* Exercise: Format the lines of the items below as a JSON list of strings, one string per line and no blank lines. Begin with the line that contains "[spot] the red stripe" and continue through the final line of the items.
★ ★ ★ ★ ★
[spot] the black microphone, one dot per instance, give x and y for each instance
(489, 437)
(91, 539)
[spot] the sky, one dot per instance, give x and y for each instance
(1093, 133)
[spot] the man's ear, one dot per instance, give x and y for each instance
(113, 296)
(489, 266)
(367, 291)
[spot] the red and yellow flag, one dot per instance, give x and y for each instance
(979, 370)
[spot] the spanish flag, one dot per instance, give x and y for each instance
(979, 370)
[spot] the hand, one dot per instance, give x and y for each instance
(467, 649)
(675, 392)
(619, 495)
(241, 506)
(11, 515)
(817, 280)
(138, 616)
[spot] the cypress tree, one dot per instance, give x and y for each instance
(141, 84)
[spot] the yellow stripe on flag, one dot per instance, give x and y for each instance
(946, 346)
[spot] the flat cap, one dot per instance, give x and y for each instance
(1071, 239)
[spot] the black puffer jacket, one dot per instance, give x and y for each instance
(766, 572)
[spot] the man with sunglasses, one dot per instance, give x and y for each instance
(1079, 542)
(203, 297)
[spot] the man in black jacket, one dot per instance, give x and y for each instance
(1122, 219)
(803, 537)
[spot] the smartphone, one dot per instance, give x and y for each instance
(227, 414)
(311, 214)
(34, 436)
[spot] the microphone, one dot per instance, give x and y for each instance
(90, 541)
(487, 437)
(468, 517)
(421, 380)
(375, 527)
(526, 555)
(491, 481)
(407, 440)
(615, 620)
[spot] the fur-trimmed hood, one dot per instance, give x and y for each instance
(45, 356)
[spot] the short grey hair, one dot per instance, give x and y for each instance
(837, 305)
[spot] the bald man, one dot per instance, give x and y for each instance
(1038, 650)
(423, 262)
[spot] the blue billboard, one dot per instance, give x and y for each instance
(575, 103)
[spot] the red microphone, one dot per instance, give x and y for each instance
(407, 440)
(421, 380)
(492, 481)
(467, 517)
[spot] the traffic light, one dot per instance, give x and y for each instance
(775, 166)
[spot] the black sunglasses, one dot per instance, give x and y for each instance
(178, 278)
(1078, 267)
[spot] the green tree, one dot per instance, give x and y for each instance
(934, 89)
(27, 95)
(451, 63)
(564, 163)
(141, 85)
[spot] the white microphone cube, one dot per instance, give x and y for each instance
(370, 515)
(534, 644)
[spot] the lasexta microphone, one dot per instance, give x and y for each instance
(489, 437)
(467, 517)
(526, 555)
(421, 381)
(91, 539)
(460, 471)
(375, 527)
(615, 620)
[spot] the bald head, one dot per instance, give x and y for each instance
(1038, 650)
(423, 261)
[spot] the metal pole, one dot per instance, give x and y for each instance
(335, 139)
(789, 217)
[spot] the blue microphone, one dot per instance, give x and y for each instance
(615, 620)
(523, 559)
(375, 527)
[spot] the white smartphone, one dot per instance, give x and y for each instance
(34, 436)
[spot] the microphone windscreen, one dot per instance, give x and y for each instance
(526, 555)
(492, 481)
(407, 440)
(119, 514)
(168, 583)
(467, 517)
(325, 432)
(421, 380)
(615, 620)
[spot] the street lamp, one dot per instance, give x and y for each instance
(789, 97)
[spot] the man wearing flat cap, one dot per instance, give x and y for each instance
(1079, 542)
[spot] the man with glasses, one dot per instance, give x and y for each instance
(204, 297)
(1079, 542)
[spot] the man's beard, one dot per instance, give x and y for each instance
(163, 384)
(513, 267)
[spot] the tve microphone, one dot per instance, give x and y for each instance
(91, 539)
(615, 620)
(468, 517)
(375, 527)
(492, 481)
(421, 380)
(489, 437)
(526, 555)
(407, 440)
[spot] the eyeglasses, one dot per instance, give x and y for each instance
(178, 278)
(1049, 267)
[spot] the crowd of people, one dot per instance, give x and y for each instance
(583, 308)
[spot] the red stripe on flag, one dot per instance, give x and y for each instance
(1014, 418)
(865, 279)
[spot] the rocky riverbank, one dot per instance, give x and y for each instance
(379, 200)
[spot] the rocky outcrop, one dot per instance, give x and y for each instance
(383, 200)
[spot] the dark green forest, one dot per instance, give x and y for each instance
★ ★ ★ ★ ★
* Task response:
[
  "[spot] the red stripe on flag, one dot per instance, give x and y for each instance",
  "(1014, 418)",
  "(865, 279)",
  "[spot] the rocky riverbank, one dot per instance, give x and y for each instance",
  "(379, 200)",
  "[spot] the rocky outcrop, one dot per instance, give x and y for each instance",
  "(383, 200)",
  "[spot] the dark green forest, one dot per instance, give x and y for each instance"
]